(Problem statement)
Nothing in the records may be left out or altered; reproduce them all exactly.
### Exercise materials ###
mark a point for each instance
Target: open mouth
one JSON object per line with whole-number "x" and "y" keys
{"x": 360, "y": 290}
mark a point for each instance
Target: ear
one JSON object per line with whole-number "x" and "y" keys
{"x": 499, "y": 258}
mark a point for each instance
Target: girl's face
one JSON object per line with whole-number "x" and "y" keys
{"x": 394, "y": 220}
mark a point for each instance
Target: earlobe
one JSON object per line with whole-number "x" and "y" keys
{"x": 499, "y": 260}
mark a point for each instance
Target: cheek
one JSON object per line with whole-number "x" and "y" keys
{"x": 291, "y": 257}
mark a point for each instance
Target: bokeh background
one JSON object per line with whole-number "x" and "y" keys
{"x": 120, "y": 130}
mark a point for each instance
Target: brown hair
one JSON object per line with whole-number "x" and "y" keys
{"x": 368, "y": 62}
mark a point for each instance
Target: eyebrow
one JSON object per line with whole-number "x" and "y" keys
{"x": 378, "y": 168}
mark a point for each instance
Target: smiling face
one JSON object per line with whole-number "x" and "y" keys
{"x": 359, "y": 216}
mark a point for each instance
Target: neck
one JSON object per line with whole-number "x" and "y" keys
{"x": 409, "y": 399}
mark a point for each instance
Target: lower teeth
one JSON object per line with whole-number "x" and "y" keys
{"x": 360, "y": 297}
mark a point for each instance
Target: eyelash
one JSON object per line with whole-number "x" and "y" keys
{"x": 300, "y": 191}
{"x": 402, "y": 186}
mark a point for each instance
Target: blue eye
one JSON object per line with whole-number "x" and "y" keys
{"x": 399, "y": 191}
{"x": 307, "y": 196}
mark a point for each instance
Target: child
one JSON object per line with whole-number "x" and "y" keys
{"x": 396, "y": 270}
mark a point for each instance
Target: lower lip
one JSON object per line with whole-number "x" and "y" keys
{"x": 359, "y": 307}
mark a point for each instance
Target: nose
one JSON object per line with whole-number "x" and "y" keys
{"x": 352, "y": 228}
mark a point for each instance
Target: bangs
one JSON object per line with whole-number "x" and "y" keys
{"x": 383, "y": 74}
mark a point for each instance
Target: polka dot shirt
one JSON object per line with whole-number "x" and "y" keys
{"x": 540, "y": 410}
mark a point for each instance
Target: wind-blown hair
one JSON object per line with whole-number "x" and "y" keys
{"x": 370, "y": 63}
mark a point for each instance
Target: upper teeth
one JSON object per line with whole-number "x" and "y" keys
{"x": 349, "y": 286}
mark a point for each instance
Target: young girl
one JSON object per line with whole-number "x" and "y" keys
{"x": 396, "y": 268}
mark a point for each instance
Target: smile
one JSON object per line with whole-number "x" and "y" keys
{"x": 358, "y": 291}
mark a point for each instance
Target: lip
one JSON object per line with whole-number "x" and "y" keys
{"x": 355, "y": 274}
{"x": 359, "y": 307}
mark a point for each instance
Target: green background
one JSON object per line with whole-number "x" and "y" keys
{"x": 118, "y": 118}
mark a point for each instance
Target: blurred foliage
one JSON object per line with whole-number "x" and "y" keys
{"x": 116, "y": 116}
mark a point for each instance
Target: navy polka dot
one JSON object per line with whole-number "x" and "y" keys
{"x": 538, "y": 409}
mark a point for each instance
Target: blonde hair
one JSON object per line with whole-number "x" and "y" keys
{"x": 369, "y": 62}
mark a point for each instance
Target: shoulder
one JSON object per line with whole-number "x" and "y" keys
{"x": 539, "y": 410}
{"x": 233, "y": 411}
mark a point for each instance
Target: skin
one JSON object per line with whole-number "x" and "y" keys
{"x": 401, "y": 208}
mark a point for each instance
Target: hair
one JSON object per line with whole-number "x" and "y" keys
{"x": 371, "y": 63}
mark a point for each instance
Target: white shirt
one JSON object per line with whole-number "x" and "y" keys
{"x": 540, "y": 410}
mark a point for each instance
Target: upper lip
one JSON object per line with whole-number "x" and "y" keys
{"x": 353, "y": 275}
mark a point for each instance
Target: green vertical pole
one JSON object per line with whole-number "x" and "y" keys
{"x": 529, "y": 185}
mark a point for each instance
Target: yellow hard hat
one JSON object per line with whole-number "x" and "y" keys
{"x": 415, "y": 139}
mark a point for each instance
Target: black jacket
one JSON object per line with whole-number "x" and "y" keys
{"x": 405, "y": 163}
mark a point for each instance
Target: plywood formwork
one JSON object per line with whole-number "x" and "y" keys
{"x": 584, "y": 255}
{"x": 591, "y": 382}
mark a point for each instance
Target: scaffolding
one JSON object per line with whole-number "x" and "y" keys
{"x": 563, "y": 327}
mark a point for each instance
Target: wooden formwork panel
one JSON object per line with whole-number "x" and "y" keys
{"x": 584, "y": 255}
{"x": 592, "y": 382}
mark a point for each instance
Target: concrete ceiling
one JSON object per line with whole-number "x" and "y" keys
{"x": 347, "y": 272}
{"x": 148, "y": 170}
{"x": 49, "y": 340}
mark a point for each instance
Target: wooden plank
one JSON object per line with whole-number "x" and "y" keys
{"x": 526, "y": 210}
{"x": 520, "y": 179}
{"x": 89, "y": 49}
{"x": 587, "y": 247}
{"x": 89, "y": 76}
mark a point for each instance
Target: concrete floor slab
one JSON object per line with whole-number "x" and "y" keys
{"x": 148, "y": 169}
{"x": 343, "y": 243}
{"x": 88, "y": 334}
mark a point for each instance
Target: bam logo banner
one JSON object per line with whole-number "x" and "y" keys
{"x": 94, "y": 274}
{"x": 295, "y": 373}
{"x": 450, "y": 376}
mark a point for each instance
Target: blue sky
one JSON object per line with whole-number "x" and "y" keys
###
(Output)
mark a point for each instance
Target: open mouth
one JSON object per line with whole-number "x" and "y" keys
{"x": 360, "y": 290}
mark a point for each instance
Target: ear
one JSON object per line with whole-number "x" and "y" keys
{"x": 499, "y": 258}
mark a point for each instance
Target: girl's face
one JSON object per line with whole-number "x" and "y" keys
{"x": 394, "y": 220}
mark a point for each instance
Target: earlobe
one JSON object per line with whole-number "x" and "y" keys
{"x": 499, "y": 260}
mark a point for each instance
Target: cheek
one JSON object per line with whole-number "x" and "y" keys
{"x": 291, "y": 257}
mark a point for each instance
Target: bokeh background
one JSON object per line with whole-number "x" and "y" keys
{"x": 120, "y": 130}
mark a point for each instance
Target: brown hair
one JSON object per line with whole-number "x" and "y" keys
{"x": 368, "y": 62}
mark a point for each instance
Target: eyebrow
one JSON object per line with whole-number "x" and "y" keys
{"x": 378, "y": 168}
mark a point for each instance
Target: smiling face
one JSON object per line with whole-number "x" and "y" keys
{"x": 359, "y": 216}
mark a point for each instance
Target: neck
one JSON object per line with whole-number "x" and "y" keys
{"x": 409, "y": 399}
mark a point for each instance
Target: lower teeth
one JSON object per line with whole-number "x" and "y" keys
{"x": 360, "y": 297}
mark a point for each instance
Target: eyelash
one JSON object per line with whole-number "x" and "y" keys
{"x": 300, "y": 191}
{"x": 402, "y": 186}
mark a point for each instance
Target: blue eye
one JSON object per line with whole-number "x" and "y" keys
{"x": 399, "y": 191}
{"x": 307, "y": 196}
mark a point for each instance
Target: child
one JSON object per line with whole-number "x" and "y" keys
{"x": 396, "y": 270}
mark a point for each instance
Target: lower lip
one JSON object per line with whole-number "x" and "y" keys
{"x": 359, "y": 307}
mark a point for each instance
Target: nose
one JSON object per line with whole-number "x" and "y" keys
{"x": 352, "y": 228}
mark a point for each instance
Target: bangs
one JSON object per line with whole-number "x" and "y" keys
{"x": 383, "y": 74}
mark a point for each instance
Target: polka dot shirt
one JSON object per line with whole-number "x" and "y" keys
{"x": 540, "y": 410}
mark a point for each instance
Target: wind-blown hair
one JSON object per line with whole-number "x" and "y" keys
{"x": 370, "y": 63}
mark a point for each instance
Target: upper teeth
one JSON object per line with whole-number "x" and "y" keys
{"x": 349, "y": 286}
mark a point for each instance
Target: young girl
one JSON object per line with whole-number "x" and "y" keys
{"x": 396, "y": 268}
mark a point for each instance
Target: smile
one JSON object per line with whole-number "x" and "y" keys
{"x": 358, "y": 291}
mark a point for each instance
Target: lip
one JSON object per line with whole-number "x" and "y" keys
{"x": 355, "y": 274}
{"x": 359, "y": 307}
mark a point for each instance
Target: green background
one JSON object per line with whole-number "x" and "y" keys
{"x": 118, "y": 118}
mark a point for each instance
Target: blurred foliage
one JSON object per line with whole-number "x" and "y" keys
{"x": 116, "y": 116}
mark a point for each instance
Target: navy polka dot
one JSON object per line with whole-number "x" and "y" keys
{"x": 538, "y": 409}
mark a point for each instance
Target: blonde hair
one JSON object per line with whole-number "x" and "y" keys
{"x": 369, "y": 62}
mark a point for each instance
Target: shoulder
one JSON object per line with whole-number "x" and "y" keys
{"x": 539, "y": 410}
{"x": 233, "y": 411}
mark a point for each instance
Target: skin
one JSON object per line with whole-number "x" and "y" keys
{"x": 401, "y": 208}
mark a point for each instance
Target: hair
one JSON object per line with whole-number "x" and "y" keys
{"x": 371, "y": 63}
mark a point for each instance
Target: white shirt
one JSON object per line with whole-number "x" and "y" keys
{"x": 540, "y": 410}
mark a point for each instance
Target: upper lip
one JSON object per line with whole-number "x" and "y" keys
{"x": 353, "y": 275}
mark a point for each instance
Target: green vertical pole
one JSON object per line with whole-number "x" and "y" keys
{"x": 529, "y": 185}
mark a point for each instance
Target: yellow hard hat
one JSON object per line with whole-number "x" and "y" keys
{"x": 415, "y": 139}
mark a point for each instance
Target: black jacket
one JSON object per line with whole-number "x" and "y" keys
{"x": 405, "y": 163}
mark a point for each instance
Target: plywood formwork
one JSON object per line with whole-number "x" and "y" keys
{"x": 584, "y": 255}
{"x": 591, "y": 382}
mark a point for each instance
Target: scaffolding
one JSON object per line with whole-number "x" and "y" keys
{"x": 563, "y": 327}
mark a point for each instance
Target: wooden formwork panel
one JSON object per line with whole-number "x" and "y" keys
{"x": 584, "y": 255}
{"x": 592, "y": 382}
mark a point for each instance
Target: concrete ceiling
one JSON object per line with whole-number "x" and "y" keys
{"x": 347, "y": 272}
{"x": 148, "y": 170}
{"x": 49, "y": 340}
mark a point for each instance
Target: wooden plank
one JSON object per line with whole-number "x" and "y" keys
{"x": 526, "y": 210}
{"x": 520, "y": 179}
{"x": 89, "y": 49}
{"x": 587, "y": 247}
{"x": 89, "y": 76}
mark a point for each instance
Target: concrete floor slab
one JSON object per line with whole-number "x" and "y" keys
{"x": 148, "y": 169}
{"x": 343, "y": 243}
{"x": 88, "y": 334}
mark a point for each instance
Target: bam logo banner
one JSON object per line with whole-number "x" and "y" keys
{"x": 94, "y": 274}
{"x": 295, "y": 373}
{"x": 450, "y": 376}
mark a point for each instance
Target: blue sky
one JSON object per line with whole-number "x" and "y" keys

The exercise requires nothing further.